_Stated task 1_:
Answer these questions using the query optimization page:
(a) What is the optimizer not primarily about?
(b) Without full column qualification and star expansion, what level of results can lineage tools give?
(c) What does the Normalize predicates pass convert WHERE conditions to?
_Stated task 2_: Continue the query optimization page from the point where it stops.

_Extract to read_:
[START]

Skip to main content

Query Optimization

The optimizer transforms SQL ASTs through a multi-pass pipeline that resolves every reference, qualifies every column, expands every SELECT *, and simplifies expressions — all while preserving semantics and lossless roundtripping.

Why This Matters

The optimizer isn't primarily about query performance. It's the foundation that makes lineage, type inference, and every downstream analysis possible.

Before you can trace column lineage, you need every column qualified to its source table. Before you can infer types, you need SELECT * expanded to concrete columns. Before you can detect unused joins or dead columns, you need the full scope graph resolved.

For data products: if your product offers column-level lineage, impact analysis, dead column detection, or schema validation -- the optimizer is what makes those features accurate. Without full column qualification and star expansion, lineage tools can only give you table-level results.

For query authors: the optimizer can show the "canonical" form of any query -- fully qualified, simplified, with unnecessary subqueries eliminated. This is useful for understanding complex SQL, finding redundancies, and validating that a rewrite is semantically equivalent.

Optimization Passes

PassWhat It Does
Normalize identifiersCase-normalizes identifiers per dialect conventions (e.g., PostgreSQL folds to lowercase, Oracle to uppercase)
Qualify tablesAdds self-aliases to table references (FROM users becomes FROM users AS users)
Isolate table selectsWraps bare table references so downstream passes can push projections into them
Qualify columnsResolves every column reference to its source table, expands SELECT * to explicit columns, adds table qualifiers
Push down projectionsRemoves unused columns from inner queries -- if an outer query only uses 3 of 20 columns, the inner query's SELECT list is trimmed
Normalize predicatesConverts WHERE conditions to conjunctive normal form (AND of ORs) for consistent processing
Unnest subqueriesConverts correlated subqueries to equivalent JOINs where possible
Push down predicatesMoves WHERE conditions from outer queries into subqueries and derived tables
Optimize joinsReorders and restructures JOIN conditions for better execution
Eliminate subqueriesConverts duplicate derived tables into CTEs to avoid repeated computation
Merge subqueriesInlines single-use CTEs and simple derived tables, reducing query nesting
Eliminate joinsRemoves JOINs that provably don't affect output (e.g., LEFT JOINs where no columns from the right table are used)

[END]

Extracted data entries:

[START]

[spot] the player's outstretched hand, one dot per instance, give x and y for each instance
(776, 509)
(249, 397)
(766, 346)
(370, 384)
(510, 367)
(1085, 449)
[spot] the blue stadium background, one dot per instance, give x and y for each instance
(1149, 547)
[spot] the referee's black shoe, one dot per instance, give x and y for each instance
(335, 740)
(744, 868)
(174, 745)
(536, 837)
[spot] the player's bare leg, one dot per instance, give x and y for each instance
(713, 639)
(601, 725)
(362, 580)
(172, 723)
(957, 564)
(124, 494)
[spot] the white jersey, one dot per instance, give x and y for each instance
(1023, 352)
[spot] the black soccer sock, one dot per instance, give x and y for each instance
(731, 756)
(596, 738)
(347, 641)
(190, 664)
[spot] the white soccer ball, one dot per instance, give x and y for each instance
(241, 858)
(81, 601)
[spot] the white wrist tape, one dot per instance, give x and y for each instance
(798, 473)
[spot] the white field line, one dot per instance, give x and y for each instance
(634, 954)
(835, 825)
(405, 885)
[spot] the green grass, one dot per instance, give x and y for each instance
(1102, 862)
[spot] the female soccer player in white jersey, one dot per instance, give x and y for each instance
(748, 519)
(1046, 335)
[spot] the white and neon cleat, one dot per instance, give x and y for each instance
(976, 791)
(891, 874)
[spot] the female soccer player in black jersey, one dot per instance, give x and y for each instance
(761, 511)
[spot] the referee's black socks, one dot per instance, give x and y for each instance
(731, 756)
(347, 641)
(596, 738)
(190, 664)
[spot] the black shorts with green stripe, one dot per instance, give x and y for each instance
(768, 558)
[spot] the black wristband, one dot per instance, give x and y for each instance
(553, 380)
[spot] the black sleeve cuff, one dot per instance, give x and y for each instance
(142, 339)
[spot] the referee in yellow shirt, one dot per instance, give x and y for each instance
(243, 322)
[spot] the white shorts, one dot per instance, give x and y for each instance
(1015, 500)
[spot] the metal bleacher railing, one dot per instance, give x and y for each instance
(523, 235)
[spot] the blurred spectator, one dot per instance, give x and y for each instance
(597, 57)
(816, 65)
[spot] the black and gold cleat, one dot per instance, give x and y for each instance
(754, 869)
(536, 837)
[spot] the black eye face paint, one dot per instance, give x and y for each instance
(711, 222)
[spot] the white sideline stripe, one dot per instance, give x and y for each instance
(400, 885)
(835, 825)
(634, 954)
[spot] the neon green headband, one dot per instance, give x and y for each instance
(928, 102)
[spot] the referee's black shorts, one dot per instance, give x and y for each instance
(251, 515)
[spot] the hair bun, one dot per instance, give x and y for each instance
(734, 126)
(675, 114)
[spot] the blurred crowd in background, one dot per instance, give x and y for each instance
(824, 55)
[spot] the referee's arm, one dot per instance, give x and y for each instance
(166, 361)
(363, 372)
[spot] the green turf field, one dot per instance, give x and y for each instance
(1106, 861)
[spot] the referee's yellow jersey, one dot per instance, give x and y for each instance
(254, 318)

[END]
[START]

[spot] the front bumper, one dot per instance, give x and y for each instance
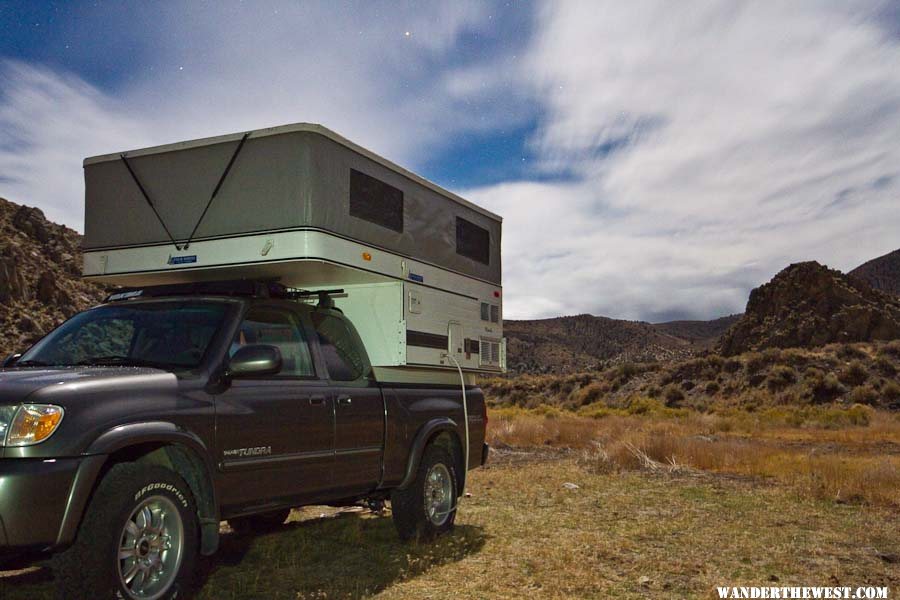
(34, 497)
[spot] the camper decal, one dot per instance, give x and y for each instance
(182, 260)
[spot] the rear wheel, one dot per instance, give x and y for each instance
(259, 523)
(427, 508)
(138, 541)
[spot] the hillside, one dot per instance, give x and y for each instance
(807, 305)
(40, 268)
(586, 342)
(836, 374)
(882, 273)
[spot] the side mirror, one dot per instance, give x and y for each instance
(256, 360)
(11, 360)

[END]

_Exercise answer 1_:
(a) Query performance.
(b) Only table-level results.
(c) Conjunctive normal form (an AND of ORs).

_Exercise answer 2_:
Eliminate CTEsRemoves CTEs that are no longer referenced after other optimization passes
Annotate typesRuns type inference to determine the data type of every expression
Canonicalize and simplifyNormalizes expressions to standard forms, folds constants, applies boolean algebra, removes tautologies

Each pass is a pure function from immutable AST to immutable AST. Composable, testable, dialect-aware.

Scope Resolution

The optimizer builds a scope graph representing every level of the query:

  • Root scope -- the outermost SELECT
  • Subquery scopes -- scalar subqueries, IN/EXISTS subqueries
  • Derived table scopes -- inline views in FROM clauses
  • CTE scopes -- WITH clause definitions
  • UNION scopes -- each branch of a set operation
  • Pipe step scopes -- BigQuery pipe syntax operators

Every column reference is resolved to a specific source table and column, with fully qualified names. This resolution is what enables accurate lineage, type inference, and safe optimization.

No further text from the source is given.